DIRECTIONS FOR THIS TASK = What you return must match the records exactly, with every line included.

LISTED RECORDS =
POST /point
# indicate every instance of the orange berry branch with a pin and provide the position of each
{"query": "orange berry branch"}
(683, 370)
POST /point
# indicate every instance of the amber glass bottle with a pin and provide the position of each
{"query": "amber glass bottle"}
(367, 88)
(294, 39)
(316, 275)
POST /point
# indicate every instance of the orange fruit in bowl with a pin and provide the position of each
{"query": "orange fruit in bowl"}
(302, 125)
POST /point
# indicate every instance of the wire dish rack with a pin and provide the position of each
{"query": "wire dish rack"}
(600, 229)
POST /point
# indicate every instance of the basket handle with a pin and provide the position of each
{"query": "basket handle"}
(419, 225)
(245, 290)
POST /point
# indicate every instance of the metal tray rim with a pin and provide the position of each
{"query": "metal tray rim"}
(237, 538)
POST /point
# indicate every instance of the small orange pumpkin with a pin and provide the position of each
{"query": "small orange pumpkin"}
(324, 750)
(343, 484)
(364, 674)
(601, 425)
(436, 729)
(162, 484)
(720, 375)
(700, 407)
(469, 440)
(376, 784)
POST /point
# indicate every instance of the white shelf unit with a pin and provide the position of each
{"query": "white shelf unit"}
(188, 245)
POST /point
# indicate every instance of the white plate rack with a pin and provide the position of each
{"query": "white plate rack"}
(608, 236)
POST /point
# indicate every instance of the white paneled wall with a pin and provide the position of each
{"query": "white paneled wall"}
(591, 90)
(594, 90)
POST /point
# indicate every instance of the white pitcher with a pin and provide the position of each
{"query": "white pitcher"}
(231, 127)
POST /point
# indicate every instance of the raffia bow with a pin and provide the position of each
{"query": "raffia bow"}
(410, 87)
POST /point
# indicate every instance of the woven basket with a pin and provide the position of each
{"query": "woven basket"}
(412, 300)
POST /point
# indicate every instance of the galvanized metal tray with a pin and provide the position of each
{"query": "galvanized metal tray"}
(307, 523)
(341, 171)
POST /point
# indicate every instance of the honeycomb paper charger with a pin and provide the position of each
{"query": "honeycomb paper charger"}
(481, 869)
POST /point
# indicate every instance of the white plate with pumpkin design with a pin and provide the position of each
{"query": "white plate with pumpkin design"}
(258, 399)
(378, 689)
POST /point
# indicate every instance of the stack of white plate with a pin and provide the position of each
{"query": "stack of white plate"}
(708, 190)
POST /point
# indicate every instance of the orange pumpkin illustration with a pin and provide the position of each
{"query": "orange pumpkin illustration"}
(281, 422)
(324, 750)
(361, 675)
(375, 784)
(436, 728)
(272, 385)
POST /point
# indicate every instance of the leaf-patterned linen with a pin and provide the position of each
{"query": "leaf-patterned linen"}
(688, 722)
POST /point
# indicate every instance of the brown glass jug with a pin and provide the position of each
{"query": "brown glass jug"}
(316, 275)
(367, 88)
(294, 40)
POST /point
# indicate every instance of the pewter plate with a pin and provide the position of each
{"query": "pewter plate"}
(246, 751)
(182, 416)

EXPECTED ANSWER =
POST /point
# indicate every instance of the orange berry branch with a pin and provide the position of each
{"query": "orange berry branch"}
(683, 370)
POST /point
# indicate every instance of the amber glass bottle with a pin and provide the position of each
{"query": "amber glass bottle"}
(367, 88)
(294, 39)
(316, 275)
POST /point
# indicate every instance of the orange fruit in bowl with a pin and provide the position of each
{"query": "orange fruit in bowl"}
(302, 125)
POST /point
# indicate every instance of the wire dish rack with a pin and provide the position of each
{"query": "wire dish rack"}
(600, 229)
POST /point
# indicate every instance of the basket handle with a pin and provide the position of each
{"query": "basket handle"}
(419, 225)
(245, 290)
POST /point
# indicate every instance of the metal tray rim with a pin and provide the position of each
{"query": "metal tray rim"}
(237, 538)
POST /point
# indicate every instance of the small orange pumpkin with a pin and provide the position of each
{"query": "small orange pumpkin"}
(324, 750)
(343, 484)
(364, 674)
(601, 425)
(436, 729)
(162, 484)
(720, 375)
(700, 407)
(469, 440)
(376, 784)
POST /point
# indicate every instance of the white shelf unit with a pin and provide the position of each
{"query": "white shelf unit"}
(188, 245)
POST /point
# indicate every instance of the white plate rack with a pin and provide the position of each
{"query": "white plate rack"}
(608, 236)
POST /point
# indicate every instance of the white paneled wall with a pin and provide the position of each
{"query": "white paneled wall"}
(591, 90)
(594, 90)
POST /point
# indicate every instance of the white pitcher with a pin and provide the position of each
{"query": "white pitcher"}
(231, 127)
POST /point
# indicate every instance of the raffia bow with a pin and provide the position of each
{"query": "raffia bow"}
(410, 87)
POST /point
# indicate every instance of the woven basket with a pin and provide the position of each
{"query": "woven basket"}
(412, 300)
POST /point
# indicate every instance of the galvanized metal tray with a pin and provide the position of each
{"query": "galvanized metal tray"}
(307, 523)
(341, 171)
POST /point
# indicate every instance of the honeycomb paper charger with a pin and provide the position of each
{"query": "honeycomb paper charger"}
(481, 869)
POST /point
# indicate every instance of the white plate with pumpkin design with a pin and provide the position of each
{"query": "white plate with pumpkin design"}
(258, 399)
(378, 689)
POST /point
# indicate every instance of the stack of white plate with a pin and provide the position of each
{"query": "stack of white plate"}
(708, 190)
POST /point
# indicate every instance of the orange pumpkin illustration with a pin and provide the position of each
{"query": "orange pumpkin illustration"}
(281, 422)
(324, 750)
(361, 675)
(375, 784)
(436, 728)
(272, 385)
POST /point
# indicate every instance of the leaf-patterned linen with a pin and provide the position of each
{"query": "leaf-patterned linen"}
(688, 722)
POST /point
# indicate every instance of the brown glass jug with a pin and provide the position of each
{"query": "brown glass jug"}
(316, 275)
(367, 88)
(294, 40)
POST /point
# indicate every instance of the pewter plate with a pin and provide the position of each
{"query": "pewter plate"}
(246, 751)
(182, 416)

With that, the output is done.